Transcribe the listing in full, excluding any pictures.

** Begin Dataset rows **

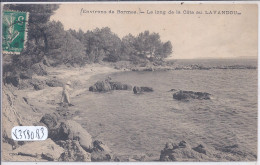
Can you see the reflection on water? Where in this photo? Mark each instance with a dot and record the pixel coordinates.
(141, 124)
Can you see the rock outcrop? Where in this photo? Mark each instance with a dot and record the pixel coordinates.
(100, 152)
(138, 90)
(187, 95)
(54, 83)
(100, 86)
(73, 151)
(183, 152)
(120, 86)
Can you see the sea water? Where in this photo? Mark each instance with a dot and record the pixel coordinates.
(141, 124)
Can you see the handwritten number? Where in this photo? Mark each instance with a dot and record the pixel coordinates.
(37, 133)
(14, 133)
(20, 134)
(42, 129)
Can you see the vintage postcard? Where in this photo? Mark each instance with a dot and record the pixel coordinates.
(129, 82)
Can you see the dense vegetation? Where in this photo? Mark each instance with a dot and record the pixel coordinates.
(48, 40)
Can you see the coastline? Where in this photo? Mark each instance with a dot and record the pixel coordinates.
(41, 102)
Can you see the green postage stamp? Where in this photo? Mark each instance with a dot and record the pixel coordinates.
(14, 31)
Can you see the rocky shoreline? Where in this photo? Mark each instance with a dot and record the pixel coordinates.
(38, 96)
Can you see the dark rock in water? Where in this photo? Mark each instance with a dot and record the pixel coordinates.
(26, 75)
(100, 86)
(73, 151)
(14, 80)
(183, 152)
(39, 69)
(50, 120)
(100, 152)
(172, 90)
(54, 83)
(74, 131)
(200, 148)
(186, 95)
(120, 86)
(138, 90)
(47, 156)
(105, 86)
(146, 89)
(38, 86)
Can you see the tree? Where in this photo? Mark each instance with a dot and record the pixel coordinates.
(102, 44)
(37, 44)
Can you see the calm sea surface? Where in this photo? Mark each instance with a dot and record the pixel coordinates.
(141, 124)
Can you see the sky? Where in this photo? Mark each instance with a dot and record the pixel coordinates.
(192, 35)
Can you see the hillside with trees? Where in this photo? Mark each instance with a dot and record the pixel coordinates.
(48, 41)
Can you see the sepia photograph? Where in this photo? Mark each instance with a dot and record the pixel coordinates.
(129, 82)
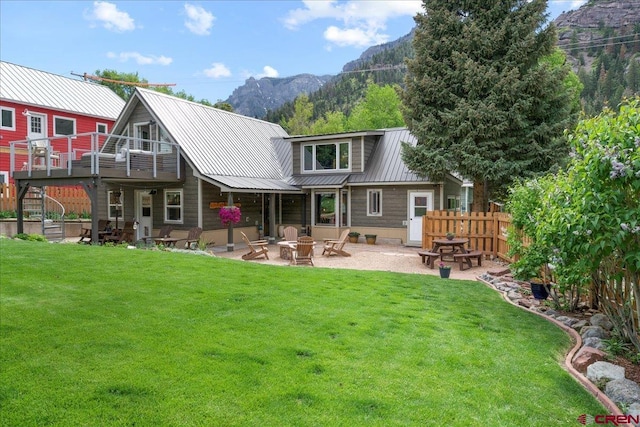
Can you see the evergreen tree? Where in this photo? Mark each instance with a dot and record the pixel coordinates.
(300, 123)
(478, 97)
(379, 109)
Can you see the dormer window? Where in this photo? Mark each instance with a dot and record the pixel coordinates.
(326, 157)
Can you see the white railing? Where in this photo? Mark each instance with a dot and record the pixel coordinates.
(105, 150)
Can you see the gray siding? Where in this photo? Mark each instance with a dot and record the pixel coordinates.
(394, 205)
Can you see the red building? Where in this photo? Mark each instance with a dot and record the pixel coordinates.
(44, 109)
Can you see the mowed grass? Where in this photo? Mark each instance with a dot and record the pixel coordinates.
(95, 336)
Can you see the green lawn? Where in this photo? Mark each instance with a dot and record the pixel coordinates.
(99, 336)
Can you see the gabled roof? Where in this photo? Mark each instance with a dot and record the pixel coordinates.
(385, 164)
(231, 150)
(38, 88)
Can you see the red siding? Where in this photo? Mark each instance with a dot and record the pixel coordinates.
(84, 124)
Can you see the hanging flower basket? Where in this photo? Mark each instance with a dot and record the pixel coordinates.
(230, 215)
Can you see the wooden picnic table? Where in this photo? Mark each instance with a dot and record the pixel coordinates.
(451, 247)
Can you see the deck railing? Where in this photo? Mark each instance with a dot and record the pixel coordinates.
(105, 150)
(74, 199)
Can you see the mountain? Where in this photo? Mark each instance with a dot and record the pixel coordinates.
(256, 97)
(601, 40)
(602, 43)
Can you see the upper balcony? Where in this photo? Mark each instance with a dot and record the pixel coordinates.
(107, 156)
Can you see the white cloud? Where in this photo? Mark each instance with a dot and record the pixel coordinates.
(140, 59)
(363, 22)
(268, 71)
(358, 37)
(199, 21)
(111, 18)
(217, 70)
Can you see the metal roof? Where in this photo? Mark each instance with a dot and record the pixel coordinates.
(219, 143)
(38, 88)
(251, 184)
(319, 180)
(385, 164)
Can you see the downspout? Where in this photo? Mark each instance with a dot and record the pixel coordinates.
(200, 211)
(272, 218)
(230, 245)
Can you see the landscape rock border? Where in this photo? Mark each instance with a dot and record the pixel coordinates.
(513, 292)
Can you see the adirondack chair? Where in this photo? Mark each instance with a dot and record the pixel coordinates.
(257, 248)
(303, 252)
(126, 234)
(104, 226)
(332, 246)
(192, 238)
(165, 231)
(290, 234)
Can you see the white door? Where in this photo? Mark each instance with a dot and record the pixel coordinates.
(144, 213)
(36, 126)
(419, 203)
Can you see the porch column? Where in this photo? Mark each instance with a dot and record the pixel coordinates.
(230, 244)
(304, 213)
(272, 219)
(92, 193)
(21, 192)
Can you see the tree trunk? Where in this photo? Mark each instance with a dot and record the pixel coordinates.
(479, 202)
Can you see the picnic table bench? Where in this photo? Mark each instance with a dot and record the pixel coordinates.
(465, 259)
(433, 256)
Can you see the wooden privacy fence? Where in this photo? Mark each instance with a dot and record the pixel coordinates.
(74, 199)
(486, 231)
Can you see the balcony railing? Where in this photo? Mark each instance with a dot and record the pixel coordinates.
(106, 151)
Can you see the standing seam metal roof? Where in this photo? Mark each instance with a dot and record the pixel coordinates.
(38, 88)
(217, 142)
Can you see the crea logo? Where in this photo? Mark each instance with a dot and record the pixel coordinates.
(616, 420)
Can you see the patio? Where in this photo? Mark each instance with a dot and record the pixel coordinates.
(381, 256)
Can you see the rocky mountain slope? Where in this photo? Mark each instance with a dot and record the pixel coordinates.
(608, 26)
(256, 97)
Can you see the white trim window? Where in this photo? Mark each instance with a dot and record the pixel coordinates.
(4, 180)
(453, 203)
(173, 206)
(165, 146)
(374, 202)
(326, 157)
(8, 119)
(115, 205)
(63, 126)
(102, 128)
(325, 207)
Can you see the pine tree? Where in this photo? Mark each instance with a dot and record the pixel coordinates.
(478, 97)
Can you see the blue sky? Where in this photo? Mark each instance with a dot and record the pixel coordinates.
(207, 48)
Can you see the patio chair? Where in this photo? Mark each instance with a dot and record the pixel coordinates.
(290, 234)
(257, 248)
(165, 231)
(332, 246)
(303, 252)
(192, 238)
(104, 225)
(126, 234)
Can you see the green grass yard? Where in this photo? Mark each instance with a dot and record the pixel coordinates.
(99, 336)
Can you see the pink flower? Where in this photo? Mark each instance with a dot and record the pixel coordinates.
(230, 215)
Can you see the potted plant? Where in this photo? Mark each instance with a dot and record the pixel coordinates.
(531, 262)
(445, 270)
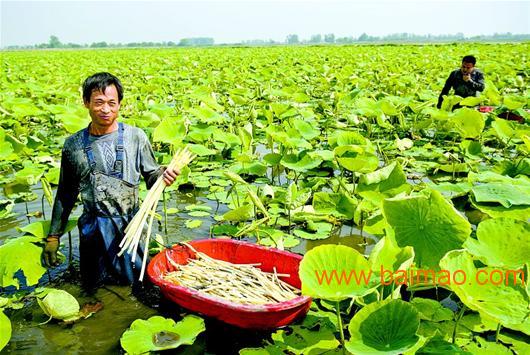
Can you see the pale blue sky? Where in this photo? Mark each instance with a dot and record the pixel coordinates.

** End Dataset rows **

Solution for this problem
Can you see the reflection on water? Where in this photo? Mark each instance with a dot and record the pixel coordinates.
(141, 124)
Can you see the rock outcrop? Where in this photo? Mark each instance with a dot and record the pixel coordinates.
(100, 152)
(138, 90)
(187, 95)
(54, 83)
(100, 86)
(73, 151)
(183, 152)
(120, 86)
Can you see the sea water? Where in this photo? Mark each instance with a dot and record the pixel coordinates.
(141, 124)
Can you see the handwritten number? Where in this photo? Mark each instance with a dot and record the pixel coordinates.
(37, 133)
(14, 133)
(20, 134)
(42, 129)
Can you see the vintage postcard? Where in this photo? Mark each instance with a dot and record the pixel coordinates.
(129, 82)
Can you see the dense vegetation? Where in this photo? Mark each instance with a dot and record the pixel coordinates.
(48, 40)
Can you see the coastline? Where in this photo? Mark each instance with a dot and record the pixel coordinates.
(41, 102)
Can you see the green postage stamp? Where in this photo? Mark each instance with a dot and record the pixel coordinates.
(14, 31)
Can you see the rocky shoreline? Where in this photo? Mark each instance with a dot and record the pixel coordinates.
(38, 96)
Can you see the dark rock in water? Where in this photo? Mark each instance with a dot and record the pixel coordinates.
(26, 75)
(100, 86)
(73, 151)
(14, 80)
(183, 152)
(39, 69)
(50, 120)
(100, 152)
(172, 90)
(54, 83)
(74, 131)
(200, 148)
(186, 95)
(120, 86)
(138, 90)
(47, 156)
(105, 86)
(146, 89)
(38, 86)
Can you see the tree? Where in this photo? Mark each instance with a dot and record the pixel coordinates.
(102, 44)
(37, 44)
Can you see the calm sea surface? Where in this photo? Mark each instance with a dot and record the pixel coordinates.
(141, 124)
Can you see the sky? Where in this photo? Mark each instance with a dot and record the pixel coordinates.
(192, 35)
Can you see the hillside with trees? Where in this photo? Mark each instance with a dot and record the pixel coordinates.
(48, 41)
Can you see the sepia photograph? Where in this photo? Mark each instance with a dot and record the pixel coordinates.
(129, 82)
Can you see the evergreen tree? Where in this photo? Mark each instance with a dot and record the pixel coordinates.
(300, 123)
(478, 97)
(379, 109)
Can you see the dormer window? Where in this photo? Mark each instance with a dot and record the pixel coordinates.
(326, 157)
Can you see the white railing? Where in this photo? Mark each instance with a dot and record the pixel coordinates.
(105, 150)
Can you see the gray siding? Where in this photo? Mark each instance with a dot and record the pixel coordinates.
(394, 205)
Can you see the red building? Where in this photo? Mark each instance with a dot and record the pixel coordinates.
(44, 109)
Can you see the mowed grass? Where in this photo? Mark each instance with a dot and record the pixel coordinates.
(95, 336)
Can you see the green lawn? Where in this photo? Mark each instance with a dot and record the pixel coordinates.
(99, 336)
Can you see the gabled roof? Where in this photo? Mark each instance with a dot and record the pixel coordinates.
(385, 164)
(231, 150)
(38, 88)
Can you see the red siding? Where in this photo? Mark each instance with a dot and record the pixel coordinates.
(84, 124)
Can you see the hanging flower basket? Where in this photo? Mark each instance with a dot and record the pixel coordinates.
(230, 215)
Can you see the wooden picnic table? Where in this photo? Mark each instance with a dot and record the pixel coordinates.
(451, 247)
Can you see the deck railing? Where in this photo? Mark each instance with a dot and record the pixel coordinates.
(105, 150)
(74, 199)
Can you see the mountain? Where in this photo? Mark each instance with a dot and record the pixel coordinates.
(256, 97)
(601, 40)
(602, 43)
Can you see the upper balcony? Where in this photo? Mark each instance with a dot and record the pixel coordinates.
(107, 156)
Can you see the white cloud? Where in this photo? Mark each instance with a dot and record the pixel coordinates.
(140, 59)
(363, 22)
(268, 71)
(358, 37)
(199, 21)
(111, 18)
(217, 70)
Can you see the metal roof? Where in this photo? Mark each instance with a dot and record the pixel coordinates.
(219, 143)
(38, 88)
(251, 184)
(319, 180)
(385, 164)
Can you see the downspout? Where in this photo? Mark each instance with a dot and record the pixel coordinates.
(200, 211)
(272, 218)
(230, 245)
Can you see the landscape rock border? Where in this photo? Mark each instance with a dot and record the pixel coordinates.
(513, 292)
Can you see the adirondack chair? Where in this photo? Mark each instance with a dot and record the pixel coordinates.
(257, 248)
(303, 252)
(126, 234)
(104, 226)
(332, 246)
(192, 238)
(165, 231)
(290, 234)
Can you see the white door? Where in this photo? Mark each instance with a dot and record the pixel coordinates.
(144, 213)
(36, 126)
(419, 203)
Can you see the porch column? Where in this photo? Mark each instance with a dot and record the pixel coordinates.
(230, 244)
(304, 213)
(272, 219)
(92, 193)
(21, 192)
Can you see the tree trunk? Where in this photo? Mark each instance with a dot and record the pixel coordinates.
(479, 202)
Can you see the picnic table bench? Where in this photo? Mark each instance with a dot and record the pixel coordinates.
(465, 259)
(433, 256)
Can you see the wooden privacy fence? Where in this photo? Mark each instance with a dot and record the pixel coordinates.
(74, 199)
(486, 231)
Can you see the balcony railing? Where in this photo? Mark each instance with a dot and record the pixel coordinates.
(106, 151)
Can you see the standing seam metal roof? Where in this photo? Mark each instance with a dot and record the pixel coordinates.
(38, 88)
(217, 142)
Can you see the crea logo? Where in this photo? Mark each instance with a dot and record the pixel coordinates.
(616, 420)
Can you see the patio? Where in this photo? Mark each instance with a dot and record the pixel coordinates.
(381, 256)
Can you see the rocky mountain slope? Where in this photo? Mark each instance with a dot and record the pixel coordinates.
(608, 26)
(256, 97)
Can you see the white trim window? Where in this photo? Mark each instance with a dot and record the pixel coordinates.
(4, 180)
(453, 203)
(173, 206)
(165, 146)
(374, 202)
(326, 157)
(8, 119)
(115, 205)
(63, 126)
(102, 128)
(325, 207)
Can you see the pine tree? Where in this photo? Mark each instance with a dot and record the pixel coordinates.
(478, 97)
Can you see the blue sky? Where in this photo? Mark each instance with a dot and record the pixel coordinates.
(207, 48)
Can you see the patio chair? Where in this photo? Mark each instance with a dot and record the pixel coordinates.
(290, 234)
(257, 248)
(165, 231)
(332, 246)
(303, 252)
(192, 238)
(104, 225)
(126, 234)
Can you see the green grass yard? Where in this photo? Mark each instance with a dot and record the pixel coordinates.
(99, 336)
Can you see the pink flower? Where in this photo? Mark each instance with a dot and record the pixel coordinates.
(230, 215)
Can you see the potted plant? Where in this photo? Mark each instance with a dot and record the pixel coordinates.
(531, 262)
(445, 270)
Can you see the pale blue sky? Where in this photo? Mark each instance with a dot and record the pixel coordinates.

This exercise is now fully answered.